- Stated problem: Starting at the line that holds "Thank you for the photograph above. Please mark the blue", set down each line through the end of the listing, exactly as written and with nothing added.

§

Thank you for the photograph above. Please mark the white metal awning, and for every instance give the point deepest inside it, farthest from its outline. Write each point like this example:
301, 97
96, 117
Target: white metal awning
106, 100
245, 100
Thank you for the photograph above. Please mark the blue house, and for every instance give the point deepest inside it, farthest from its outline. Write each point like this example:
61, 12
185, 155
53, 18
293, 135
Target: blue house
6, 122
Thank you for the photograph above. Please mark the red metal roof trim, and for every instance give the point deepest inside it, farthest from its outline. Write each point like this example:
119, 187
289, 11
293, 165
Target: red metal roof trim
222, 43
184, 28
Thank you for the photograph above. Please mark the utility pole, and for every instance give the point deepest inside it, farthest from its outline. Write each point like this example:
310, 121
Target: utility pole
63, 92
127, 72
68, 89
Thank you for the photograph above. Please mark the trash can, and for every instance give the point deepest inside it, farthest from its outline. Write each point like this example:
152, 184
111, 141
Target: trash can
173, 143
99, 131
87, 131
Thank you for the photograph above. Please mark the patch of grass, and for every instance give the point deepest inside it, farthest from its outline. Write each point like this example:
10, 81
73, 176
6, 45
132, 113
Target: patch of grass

§

- Exercise answer:
Thank you for the photograph above. Please mark the blue house, and for every instance give the point deepest inside it, farthest from its outline. Write each point like this example:
61, 12
185, 155
53, 18
293, 135
Target: blue house
6, 122
Thank you for the photograph above. Please mark the red metal roof trim, and for every instance give the point deepest inside it, farthest from its outline. Write each point like this example:
119, 187
289, 11
293, 165
Target: red metal roof trim
222, 43
184, 28
Thank you for the photograph above. Please mark the utility pole, and for every instance give the point deepest inside it, farthest from its outline. Write each point like this example:
310, 121
Target: utility pole
63, 92
127, 72
68, 89
Thank you for the photograph above. Please mark the trash can, and for every instance give the point deepest inside it, farthest from its outline. Write each point like this example:
152, 184
111, 141
Target: trash can
173, 143
99, 131
87, 131
Thank you for the photograph above. Please mark the patch of grass, and for every instance give the point deepest inside it, farthest from its outline. Write each point like this example:
10, 81
73, 176
6, 45
132, 113
Target: patch of grass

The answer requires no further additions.